Short problem = Locate and copy every line in the data below that contains the string "target".

Extracted data entries =
%%

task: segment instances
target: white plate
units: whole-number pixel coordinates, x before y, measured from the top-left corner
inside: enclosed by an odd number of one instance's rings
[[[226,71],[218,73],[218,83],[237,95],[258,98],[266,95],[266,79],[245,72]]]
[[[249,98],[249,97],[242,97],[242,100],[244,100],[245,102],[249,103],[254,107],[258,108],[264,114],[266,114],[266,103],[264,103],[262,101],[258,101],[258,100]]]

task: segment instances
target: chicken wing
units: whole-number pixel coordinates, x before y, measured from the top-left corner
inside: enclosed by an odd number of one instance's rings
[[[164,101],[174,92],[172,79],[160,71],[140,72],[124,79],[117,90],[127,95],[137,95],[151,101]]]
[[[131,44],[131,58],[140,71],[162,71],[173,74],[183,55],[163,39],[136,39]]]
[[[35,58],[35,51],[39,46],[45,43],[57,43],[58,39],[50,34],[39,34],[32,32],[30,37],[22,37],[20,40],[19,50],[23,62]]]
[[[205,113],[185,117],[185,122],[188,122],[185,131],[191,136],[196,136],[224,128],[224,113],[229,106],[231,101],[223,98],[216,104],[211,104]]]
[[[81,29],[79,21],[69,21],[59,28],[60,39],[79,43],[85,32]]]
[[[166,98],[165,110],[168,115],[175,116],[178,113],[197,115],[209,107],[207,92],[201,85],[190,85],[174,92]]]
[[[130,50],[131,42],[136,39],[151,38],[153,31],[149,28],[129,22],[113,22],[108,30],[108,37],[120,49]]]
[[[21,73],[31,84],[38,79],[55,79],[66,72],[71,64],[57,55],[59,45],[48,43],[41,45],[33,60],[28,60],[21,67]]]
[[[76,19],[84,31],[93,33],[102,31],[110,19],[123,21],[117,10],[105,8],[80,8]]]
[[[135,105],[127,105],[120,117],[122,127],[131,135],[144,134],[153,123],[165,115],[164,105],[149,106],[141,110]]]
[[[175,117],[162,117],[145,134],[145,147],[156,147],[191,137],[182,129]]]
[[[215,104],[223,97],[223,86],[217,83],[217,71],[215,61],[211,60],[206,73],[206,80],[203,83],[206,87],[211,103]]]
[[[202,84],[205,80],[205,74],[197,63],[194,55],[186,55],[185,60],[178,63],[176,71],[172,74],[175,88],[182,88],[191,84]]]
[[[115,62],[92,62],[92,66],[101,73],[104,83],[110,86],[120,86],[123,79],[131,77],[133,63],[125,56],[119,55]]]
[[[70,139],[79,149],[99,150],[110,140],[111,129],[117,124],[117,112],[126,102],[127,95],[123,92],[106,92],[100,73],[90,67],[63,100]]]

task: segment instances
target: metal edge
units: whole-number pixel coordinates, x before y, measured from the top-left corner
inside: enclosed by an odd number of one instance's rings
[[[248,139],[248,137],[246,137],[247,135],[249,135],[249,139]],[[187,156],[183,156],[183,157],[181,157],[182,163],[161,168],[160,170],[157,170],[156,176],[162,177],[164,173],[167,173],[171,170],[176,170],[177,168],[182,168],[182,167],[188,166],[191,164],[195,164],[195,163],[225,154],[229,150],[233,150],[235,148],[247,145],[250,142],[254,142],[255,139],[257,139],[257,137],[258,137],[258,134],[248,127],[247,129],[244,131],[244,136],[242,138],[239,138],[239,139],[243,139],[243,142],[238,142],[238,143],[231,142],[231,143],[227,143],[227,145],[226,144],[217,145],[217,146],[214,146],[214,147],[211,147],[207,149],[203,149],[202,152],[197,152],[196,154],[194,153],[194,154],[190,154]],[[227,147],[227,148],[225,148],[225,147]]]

%%

Solution below =
target: white plate
target: chicken wing
target: metal edge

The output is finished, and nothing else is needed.